Stored items from a collection:
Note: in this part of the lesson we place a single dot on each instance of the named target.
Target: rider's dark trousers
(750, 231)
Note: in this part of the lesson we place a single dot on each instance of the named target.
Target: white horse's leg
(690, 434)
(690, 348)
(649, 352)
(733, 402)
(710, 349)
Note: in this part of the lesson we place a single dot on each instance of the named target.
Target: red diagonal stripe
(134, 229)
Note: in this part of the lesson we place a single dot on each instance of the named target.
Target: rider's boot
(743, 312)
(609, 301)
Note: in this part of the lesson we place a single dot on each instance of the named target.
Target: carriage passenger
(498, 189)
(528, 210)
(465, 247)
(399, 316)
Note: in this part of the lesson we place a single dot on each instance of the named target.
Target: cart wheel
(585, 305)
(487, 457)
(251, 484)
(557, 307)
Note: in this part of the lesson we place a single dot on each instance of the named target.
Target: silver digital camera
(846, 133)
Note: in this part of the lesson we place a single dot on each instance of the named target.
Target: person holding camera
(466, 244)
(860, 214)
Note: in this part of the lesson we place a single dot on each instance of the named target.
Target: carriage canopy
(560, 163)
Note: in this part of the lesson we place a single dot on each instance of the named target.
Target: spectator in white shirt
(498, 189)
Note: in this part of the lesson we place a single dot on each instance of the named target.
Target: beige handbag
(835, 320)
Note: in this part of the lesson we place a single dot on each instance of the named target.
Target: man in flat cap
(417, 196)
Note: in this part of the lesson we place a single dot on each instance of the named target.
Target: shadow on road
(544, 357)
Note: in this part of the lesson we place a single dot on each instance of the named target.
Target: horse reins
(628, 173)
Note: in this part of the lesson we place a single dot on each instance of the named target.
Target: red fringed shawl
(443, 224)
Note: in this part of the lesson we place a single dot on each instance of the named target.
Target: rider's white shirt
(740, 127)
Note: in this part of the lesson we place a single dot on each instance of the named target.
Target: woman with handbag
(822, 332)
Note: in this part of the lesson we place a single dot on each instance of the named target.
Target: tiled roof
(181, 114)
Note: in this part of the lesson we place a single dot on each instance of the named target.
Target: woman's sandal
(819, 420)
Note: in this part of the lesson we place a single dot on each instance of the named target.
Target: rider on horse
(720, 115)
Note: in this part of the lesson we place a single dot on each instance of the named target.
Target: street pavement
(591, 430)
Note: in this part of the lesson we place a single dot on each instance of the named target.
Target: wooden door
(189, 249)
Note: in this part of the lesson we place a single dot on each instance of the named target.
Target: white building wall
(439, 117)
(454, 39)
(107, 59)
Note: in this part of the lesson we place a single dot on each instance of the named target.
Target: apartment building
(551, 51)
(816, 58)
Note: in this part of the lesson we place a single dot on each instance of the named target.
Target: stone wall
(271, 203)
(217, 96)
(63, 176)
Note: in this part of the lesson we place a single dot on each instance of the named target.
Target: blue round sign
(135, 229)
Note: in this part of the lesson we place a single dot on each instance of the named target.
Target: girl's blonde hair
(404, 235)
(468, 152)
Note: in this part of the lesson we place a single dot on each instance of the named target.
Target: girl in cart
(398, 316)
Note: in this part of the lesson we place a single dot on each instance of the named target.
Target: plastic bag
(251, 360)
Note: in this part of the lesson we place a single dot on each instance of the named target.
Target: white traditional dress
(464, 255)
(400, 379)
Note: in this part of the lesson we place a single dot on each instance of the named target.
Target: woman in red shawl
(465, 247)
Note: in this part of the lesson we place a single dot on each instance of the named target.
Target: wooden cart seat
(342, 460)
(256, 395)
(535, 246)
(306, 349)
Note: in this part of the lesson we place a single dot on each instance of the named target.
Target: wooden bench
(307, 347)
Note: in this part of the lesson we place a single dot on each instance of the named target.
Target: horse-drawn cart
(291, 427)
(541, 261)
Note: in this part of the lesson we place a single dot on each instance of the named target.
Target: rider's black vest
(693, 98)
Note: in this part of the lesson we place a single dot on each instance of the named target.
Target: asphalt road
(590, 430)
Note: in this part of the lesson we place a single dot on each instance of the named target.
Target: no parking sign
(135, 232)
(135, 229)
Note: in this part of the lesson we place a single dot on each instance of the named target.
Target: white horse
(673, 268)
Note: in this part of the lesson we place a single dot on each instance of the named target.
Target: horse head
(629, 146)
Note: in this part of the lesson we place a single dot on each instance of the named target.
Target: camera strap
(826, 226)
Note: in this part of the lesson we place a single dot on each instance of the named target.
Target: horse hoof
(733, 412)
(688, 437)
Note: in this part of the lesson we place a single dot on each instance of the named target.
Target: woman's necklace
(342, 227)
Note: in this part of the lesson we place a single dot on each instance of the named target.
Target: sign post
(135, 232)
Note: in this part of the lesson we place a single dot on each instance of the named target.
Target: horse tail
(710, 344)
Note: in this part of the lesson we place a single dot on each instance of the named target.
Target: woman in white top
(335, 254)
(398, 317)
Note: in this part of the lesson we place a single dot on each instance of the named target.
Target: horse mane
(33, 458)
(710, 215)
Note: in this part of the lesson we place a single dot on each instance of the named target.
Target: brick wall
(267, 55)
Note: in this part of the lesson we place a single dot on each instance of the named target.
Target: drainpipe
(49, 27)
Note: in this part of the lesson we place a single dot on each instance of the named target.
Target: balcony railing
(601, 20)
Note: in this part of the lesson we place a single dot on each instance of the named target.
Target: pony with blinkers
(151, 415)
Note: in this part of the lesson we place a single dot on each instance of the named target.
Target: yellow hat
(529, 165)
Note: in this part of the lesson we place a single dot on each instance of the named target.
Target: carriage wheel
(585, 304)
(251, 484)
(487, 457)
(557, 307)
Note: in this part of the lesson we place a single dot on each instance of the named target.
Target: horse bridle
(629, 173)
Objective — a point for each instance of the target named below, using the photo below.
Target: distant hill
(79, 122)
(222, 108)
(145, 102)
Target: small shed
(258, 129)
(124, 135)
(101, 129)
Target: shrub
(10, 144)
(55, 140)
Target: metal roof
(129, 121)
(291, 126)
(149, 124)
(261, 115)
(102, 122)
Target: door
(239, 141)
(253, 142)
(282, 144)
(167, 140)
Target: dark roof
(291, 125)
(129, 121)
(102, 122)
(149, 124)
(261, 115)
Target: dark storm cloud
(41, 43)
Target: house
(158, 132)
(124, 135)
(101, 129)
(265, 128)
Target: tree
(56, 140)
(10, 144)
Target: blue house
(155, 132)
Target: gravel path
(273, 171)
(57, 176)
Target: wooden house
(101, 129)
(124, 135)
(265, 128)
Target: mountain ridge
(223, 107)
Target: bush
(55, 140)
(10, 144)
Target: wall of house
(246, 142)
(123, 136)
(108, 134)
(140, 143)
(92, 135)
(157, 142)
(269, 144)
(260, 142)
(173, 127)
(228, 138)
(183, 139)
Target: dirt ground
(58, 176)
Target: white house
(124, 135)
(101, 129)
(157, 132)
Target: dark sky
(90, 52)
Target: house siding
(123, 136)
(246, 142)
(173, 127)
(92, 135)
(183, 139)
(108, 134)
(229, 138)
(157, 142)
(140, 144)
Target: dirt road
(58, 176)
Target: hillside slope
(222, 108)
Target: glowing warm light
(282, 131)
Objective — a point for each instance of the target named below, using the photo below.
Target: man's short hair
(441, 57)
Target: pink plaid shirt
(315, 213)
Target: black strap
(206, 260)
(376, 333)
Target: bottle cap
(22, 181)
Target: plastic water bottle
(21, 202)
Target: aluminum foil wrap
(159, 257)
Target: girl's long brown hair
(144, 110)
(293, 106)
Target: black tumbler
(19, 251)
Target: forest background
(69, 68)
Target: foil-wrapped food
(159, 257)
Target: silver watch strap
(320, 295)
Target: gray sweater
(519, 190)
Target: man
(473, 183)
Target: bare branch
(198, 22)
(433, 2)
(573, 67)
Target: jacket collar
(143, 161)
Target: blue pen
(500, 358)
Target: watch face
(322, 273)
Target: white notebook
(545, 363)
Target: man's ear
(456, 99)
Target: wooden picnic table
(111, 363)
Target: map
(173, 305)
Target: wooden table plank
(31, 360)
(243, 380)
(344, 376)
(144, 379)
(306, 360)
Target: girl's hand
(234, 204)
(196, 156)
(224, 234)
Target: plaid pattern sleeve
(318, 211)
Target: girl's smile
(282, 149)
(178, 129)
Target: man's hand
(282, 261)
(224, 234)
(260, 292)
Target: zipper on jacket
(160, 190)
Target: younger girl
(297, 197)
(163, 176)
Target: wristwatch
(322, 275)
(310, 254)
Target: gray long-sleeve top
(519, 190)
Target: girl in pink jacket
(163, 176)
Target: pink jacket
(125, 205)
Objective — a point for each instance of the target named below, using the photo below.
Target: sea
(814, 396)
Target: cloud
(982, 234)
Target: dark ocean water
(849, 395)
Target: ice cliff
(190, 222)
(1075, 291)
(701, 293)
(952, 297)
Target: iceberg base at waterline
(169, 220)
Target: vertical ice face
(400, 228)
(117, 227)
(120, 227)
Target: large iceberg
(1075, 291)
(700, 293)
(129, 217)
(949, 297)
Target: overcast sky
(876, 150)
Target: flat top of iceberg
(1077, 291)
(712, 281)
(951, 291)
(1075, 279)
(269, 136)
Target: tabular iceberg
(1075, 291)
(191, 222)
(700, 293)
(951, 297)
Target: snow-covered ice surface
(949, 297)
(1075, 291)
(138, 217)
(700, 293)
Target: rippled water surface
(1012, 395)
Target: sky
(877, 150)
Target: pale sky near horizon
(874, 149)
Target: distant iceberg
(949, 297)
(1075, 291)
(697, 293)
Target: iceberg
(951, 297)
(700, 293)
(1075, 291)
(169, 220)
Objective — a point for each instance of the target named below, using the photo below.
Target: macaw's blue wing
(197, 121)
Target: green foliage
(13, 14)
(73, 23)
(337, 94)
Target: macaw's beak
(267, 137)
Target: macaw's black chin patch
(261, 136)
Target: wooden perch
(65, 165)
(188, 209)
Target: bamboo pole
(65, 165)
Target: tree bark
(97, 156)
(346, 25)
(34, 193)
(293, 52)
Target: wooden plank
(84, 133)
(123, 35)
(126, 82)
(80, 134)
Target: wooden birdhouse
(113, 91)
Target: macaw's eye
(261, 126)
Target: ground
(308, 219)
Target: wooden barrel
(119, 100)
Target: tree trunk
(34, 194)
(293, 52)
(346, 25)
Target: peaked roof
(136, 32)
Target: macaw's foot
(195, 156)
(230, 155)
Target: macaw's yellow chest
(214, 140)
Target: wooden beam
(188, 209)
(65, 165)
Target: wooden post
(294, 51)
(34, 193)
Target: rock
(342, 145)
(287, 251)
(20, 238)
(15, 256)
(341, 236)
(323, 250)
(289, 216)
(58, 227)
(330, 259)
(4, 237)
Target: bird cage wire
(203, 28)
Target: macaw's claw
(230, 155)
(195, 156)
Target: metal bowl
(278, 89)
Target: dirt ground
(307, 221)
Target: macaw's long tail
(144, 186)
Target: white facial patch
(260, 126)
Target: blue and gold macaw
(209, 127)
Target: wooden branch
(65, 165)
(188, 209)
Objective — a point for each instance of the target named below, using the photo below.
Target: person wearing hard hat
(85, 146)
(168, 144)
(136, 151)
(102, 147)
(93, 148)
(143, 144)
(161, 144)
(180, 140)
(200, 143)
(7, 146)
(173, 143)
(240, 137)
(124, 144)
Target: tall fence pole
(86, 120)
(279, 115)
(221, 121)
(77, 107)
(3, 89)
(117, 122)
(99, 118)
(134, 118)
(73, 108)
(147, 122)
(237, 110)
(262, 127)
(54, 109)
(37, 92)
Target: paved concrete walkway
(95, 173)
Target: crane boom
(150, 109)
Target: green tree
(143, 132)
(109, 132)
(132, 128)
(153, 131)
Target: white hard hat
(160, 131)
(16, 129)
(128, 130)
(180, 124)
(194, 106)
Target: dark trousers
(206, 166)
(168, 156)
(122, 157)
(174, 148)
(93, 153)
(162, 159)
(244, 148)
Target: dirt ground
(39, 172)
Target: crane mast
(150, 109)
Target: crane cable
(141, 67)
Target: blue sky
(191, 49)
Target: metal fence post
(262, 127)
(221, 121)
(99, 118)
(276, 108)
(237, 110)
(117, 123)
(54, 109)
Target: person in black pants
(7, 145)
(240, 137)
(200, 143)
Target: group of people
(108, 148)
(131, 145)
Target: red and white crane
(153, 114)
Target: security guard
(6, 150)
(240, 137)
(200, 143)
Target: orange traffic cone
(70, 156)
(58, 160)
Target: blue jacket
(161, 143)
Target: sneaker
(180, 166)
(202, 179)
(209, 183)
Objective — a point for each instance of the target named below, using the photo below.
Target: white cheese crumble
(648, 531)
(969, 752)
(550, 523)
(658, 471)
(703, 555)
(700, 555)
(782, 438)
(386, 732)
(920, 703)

Task details: The required output is the lines from the one holding "Target: dark trousers" through the last line of the entries above, copied exactly.

Your response:
Target: dark trousers
(206, 166)
(168, 156)
(122, 157)
(174, 148)
(93, 153)
(162, 159)
(244, 148)
Target: dirt ground
(39, 172)
Target: crane mast
(150, 109)
Target: crane cable
(141, 67)
Target: blue sky
(191, 49)
Target: metal fence post
(262, 127)
(221, 121)
(99, 118)
(276, 108)
(237, 110)
(117, 123)
(54, 109)
Target: person in black pants
(7, 145)
(240, 137)
(200, 143)
Target: group of people
(108, 148)
(131, 145)
Target: red and white crane
(153, 114)
Target: security guard
(6, 150)
(240, 137)
(200, 143)
Target: orange traffic cone
(70, 156)
(58, 160)
Target: blue jacket
(161, 143)
Target: sneaker
(180, 166)
(202, 179)
(209, 183)
Objective — a point for each instance of the target named below, using the photo below.
Target: white cheese crumble
(648, 531)
(969, 752)
(550, 523)
(658, 471)
(703, 555)
(700, 555)
(782, 438)
(386, 732)
(920, 703)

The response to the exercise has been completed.